**What to do**
Everything in the records must be reproduced exactly, except for the pictures.

**Material provided**
[Start of Attachment]
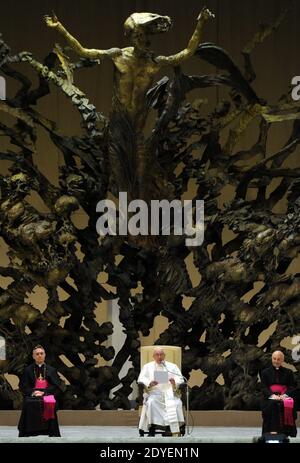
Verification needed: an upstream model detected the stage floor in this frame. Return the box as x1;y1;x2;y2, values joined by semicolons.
0;426;299;443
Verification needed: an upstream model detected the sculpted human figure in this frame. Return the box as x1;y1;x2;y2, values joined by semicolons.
45;8;214;126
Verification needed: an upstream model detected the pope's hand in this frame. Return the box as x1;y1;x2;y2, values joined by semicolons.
149;381;158;387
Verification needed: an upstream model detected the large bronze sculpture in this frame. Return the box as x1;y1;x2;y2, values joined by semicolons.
45;8;214;202
0;5;299;411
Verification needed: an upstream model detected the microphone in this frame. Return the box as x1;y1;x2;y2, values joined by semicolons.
161;361;187;383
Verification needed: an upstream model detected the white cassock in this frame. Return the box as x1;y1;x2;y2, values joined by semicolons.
138;360;185;433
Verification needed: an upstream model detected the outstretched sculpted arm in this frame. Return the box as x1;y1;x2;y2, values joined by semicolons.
156;7;214;67
45;13;121;60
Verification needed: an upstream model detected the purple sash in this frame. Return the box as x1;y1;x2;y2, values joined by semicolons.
270;384;294;426
43;395;56;420
34;379;56;420
35;378;48;389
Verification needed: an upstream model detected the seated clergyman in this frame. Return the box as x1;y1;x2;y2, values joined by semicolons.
138;347;184;436
18;345;62;437
260;350;297;437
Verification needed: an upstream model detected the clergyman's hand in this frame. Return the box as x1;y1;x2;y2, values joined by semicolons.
169;378;176;386
33;390;44;397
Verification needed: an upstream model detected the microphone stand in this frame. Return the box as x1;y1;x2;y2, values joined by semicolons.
[End of Attachment]
**Solution to this task**
Verification needed: an upstream model detected the stage floor in this frame. Return the box as x1;y1;x2;y2, values joined by semicolons.
0;426;299;443
Verification needed: an upstream model detected the sculpted human figure in this frame. Return the box as x1;y1;x2;y2, values joined by semicolons.
45;8;214;126
Verification needed: an upstream model detected the pope's hand in this frame. Return the box as x1;y1;x2;y2, values joined by semicolons.
149;381;158;387
Verification needed: an upstream model detected the large bronze sculpture in this frame. Return the box as x1;y1;x2;y2, values joined by semicolons.
45;8;214;202
0;5;299;411
Verification needed: an upstream model detected the microphone in this frame. Return the box as x1;y1;x2;y2, values joined by semicolons.
161;361;187;383
Verification needed: an upstream model detected the white cassock in this frame. Return the box as x1;y1;x2;y2, values joined by semicolons.
138;360;185;433
Verification needed: an upstream model detected the outstretched sculpted arm in this frame. Return the box as x1;y1;x2;y2, values joined by semicolons.
156;7;214;67
45;13;121;60
Verification needed: an upstream model detected the purple sash in this frame. Return the box as x1;y1;x2;y2, values joined by semicolons.
270;384;294;426
43;395;56;420
34;379;56;420
35;378;48;389
Verification needed: an upstream model detected the seated clergyman in this frame. Return the box as x1;y1;x2;y2, values joined by semicolons.
138;347;184;436
18;345;62;437
260;350;297;437
Verification needed: an upstream model detected the clergyman's hand in this frame. Return the box as x1;y1;x2;y2, values joined by semicolons.
169;378;176;386
33;390;44;397
Verification needed: an upstream model detected the microphone stand in this frame. Return the box as x1;y1;x2;y2, values joined by semicolons.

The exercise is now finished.